WRITTEN REQUEST - Reproduce every line of the items below as a single numbered list, leaving out any blank lines.
--------------------
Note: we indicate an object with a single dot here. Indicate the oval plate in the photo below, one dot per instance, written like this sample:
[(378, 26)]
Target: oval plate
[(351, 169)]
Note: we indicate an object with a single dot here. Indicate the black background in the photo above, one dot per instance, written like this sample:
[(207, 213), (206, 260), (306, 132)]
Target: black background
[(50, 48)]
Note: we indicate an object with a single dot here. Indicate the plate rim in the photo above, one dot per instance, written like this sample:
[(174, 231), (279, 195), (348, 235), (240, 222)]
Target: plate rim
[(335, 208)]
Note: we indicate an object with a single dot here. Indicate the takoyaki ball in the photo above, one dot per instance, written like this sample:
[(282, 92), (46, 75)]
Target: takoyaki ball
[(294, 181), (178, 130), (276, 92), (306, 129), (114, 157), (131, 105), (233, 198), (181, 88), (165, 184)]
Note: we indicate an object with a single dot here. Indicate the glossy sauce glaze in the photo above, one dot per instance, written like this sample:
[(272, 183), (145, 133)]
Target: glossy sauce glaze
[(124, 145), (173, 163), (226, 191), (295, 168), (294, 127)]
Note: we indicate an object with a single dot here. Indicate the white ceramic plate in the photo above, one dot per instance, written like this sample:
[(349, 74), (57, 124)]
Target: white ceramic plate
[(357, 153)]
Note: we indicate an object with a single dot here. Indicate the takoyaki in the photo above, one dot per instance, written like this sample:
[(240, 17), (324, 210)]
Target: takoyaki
--------------------
TASK SOLUTION -
1. Note: we indicate an object with a single dot here. Indicate the oval plate in the photo below, one dot per instance, written like this sample:
2. [(378, 26)]
3. Target: oval plate
4. [(351, 169)]
5. Note: we indicate an object with a single dot here. Indicate the black background in the photo above, one dot per instance, written like this sample:
6. [(207, 213), (206, 260), (306, 132)]
7. Target: black background
8. [(50, 48)]
9. Note: we indicate an object with a single dot here. Indicate the plate rim in the photo above, one dot per instance, written like this sample:
10. [(174, 231), (279, 195), (348, 235), (240, 222)]
11. Target: plate rim
12. [(335, 208)]
13. Note: we indicate an object with a single dot here. Indicate the takoyaki ball in the photo above, one dot per instance, written like this sample:
14. [(282, 92), (46, 75)]
15. Target: takoyaki ball
16. [(294, 181), (178, 130), (276, 92), (306, 129), (114, 157), (131, 105), (233, 198), (181, 88), (165, 184)]
17. Note: we indicate an object with a single dot here. Indicate the glossy sauce glaze in the photo above, one dot per instance, written like this sample:
18. [(272, 183), (145, 133)]
19. Target: glossy sauce glaze
20. [(124, 145), (173, 163), (226, 191), (295, 168), (294, 127)]
21. Note: we indicate an object with a single dot here. Indicate the white ceramic plate in the photo above, one dot per instance, written like this sample:
22. [(349, 74), (57, 124)]
23. Target: white ceramic plate
24. [(357, 153)]
25. Note: we indicate an object with a single dot here. Indicate the takoyaki in the photo above, one dot per instance, written like this sample:
26. [(240, 17), (324, 210)]
27. Target: takoyaki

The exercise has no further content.